ASSIGNMENT –
In the data below, one line contains "point: beige wall" and a later one contains "point: dresser drawer". Print both, with every line between them, exactly and alone.

Recorded data –
------

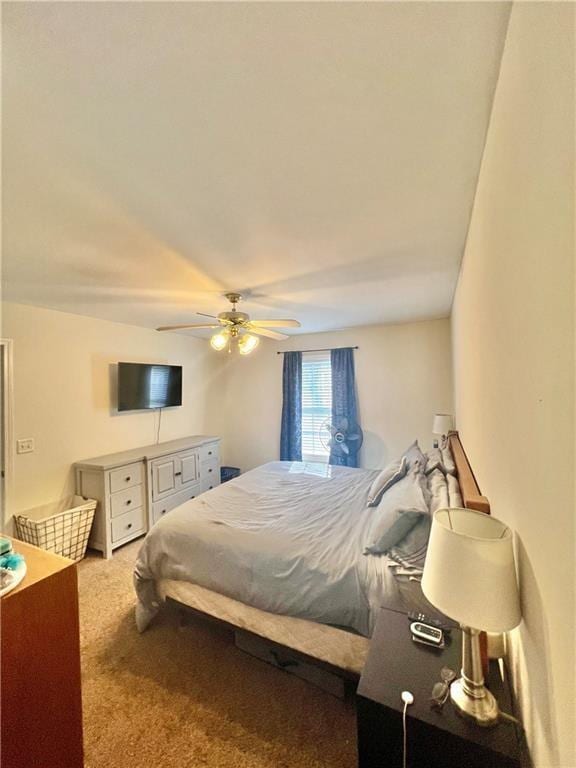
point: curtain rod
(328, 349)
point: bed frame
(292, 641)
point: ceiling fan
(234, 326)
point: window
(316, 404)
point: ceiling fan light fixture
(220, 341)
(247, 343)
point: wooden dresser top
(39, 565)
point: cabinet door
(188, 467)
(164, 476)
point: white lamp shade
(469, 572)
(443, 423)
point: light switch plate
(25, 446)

------

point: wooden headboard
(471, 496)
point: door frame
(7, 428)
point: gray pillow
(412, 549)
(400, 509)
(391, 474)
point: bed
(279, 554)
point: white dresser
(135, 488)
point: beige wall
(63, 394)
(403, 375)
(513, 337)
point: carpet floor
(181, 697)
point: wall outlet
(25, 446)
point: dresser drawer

------

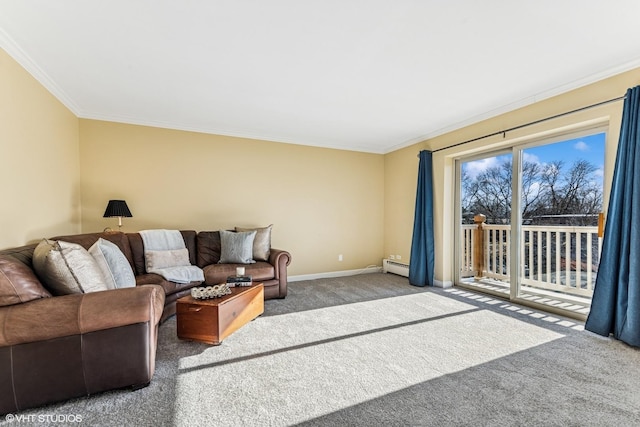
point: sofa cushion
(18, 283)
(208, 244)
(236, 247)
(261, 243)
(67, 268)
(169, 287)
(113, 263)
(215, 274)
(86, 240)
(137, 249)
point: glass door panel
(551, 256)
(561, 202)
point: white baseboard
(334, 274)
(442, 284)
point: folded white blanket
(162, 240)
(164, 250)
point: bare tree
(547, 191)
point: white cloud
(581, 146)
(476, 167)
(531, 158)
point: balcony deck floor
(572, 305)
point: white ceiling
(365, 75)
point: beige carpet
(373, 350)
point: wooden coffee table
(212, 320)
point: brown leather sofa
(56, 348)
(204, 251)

------

TASK OUTPUT –
point: beige wall
(63, 394)
(403, 375)
(513, 337)
point: carpet floor
(181, 697)
point: wall outlet
(25, 446)
point: dresser drawer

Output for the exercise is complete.